** START Extracted records **

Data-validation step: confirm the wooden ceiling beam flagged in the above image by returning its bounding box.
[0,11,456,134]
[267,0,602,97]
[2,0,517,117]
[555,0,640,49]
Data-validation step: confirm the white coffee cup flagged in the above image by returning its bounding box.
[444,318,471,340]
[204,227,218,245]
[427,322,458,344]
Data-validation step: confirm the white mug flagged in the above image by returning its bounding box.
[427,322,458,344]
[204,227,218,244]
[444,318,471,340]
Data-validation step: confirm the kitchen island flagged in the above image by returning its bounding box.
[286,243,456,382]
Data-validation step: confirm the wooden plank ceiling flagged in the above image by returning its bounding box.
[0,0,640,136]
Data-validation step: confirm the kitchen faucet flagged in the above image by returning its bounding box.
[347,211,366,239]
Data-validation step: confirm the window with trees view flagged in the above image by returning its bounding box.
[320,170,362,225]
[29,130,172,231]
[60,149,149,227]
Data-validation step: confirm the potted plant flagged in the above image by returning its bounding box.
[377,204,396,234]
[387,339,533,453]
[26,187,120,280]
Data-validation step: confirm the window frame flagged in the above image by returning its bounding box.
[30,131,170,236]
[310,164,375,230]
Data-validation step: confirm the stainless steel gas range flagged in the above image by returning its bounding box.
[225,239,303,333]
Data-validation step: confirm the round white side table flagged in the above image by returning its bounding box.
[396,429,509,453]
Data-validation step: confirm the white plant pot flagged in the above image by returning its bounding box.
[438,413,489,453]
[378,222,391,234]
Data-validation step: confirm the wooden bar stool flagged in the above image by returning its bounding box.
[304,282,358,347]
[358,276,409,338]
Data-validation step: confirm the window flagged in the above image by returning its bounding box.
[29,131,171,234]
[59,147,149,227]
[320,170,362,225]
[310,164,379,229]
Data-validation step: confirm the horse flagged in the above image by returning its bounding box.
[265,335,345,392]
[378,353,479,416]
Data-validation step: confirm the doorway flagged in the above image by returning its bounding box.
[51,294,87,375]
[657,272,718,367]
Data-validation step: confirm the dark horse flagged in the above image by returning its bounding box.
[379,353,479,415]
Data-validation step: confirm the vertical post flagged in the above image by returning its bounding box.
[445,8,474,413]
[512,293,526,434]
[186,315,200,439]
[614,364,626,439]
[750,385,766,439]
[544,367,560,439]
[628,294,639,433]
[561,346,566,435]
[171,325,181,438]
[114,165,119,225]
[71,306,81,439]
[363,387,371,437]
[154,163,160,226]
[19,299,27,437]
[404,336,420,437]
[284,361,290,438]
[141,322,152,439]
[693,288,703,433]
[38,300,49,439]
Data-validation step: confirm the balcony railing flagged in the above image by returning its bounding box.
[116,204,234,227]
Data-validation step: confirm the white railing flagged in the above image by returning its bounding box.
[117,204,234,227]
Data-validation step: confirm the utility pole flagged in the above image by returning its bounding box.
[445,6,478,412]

** END Extracted records **

*Aim*.
Rewrite the entries from the line containing "Data-validation step: confirm the dark" through the end of the entries, both ends included, and swap "railing" for "banister" while leaving everything else unchanged.

*Response*.
Data-validation step: confirm the dark horse flagged in the above image by returning its bounding box.
[379,353,479,415]
Data-validation step: confirm the vertical post flagged in the above image by returning its bounding box.
[445,8,474,413]
[512,293,526,434]
[186,315,200,439]
[614,364,626,439]
[750,385,766,439]
[544,367,560,439]
[628,294,639,433]
[561,346,566,435]
[171,325,181,438]
[114,165,119,225]
[71,306,81,439]
[363,387,371,437]
[154,163,160,226]
[19,299,27,437]
[404,336,420,437]
[284,361,290,438]
[141,322,152,439]
[693,288,703,433]
[38,300,49,439]
Data-validation step: confirm the balcony banister flagged in the above image by returning its bounding box.
[116,204,234,227]
Data-validation step: confirm the white banister flagged in the above image by returning its bounding box.
[117,204,234,227]
Data-validation step: confirm the utility pole flagged in the above image by returning its bounding box.
[445,6,478,412]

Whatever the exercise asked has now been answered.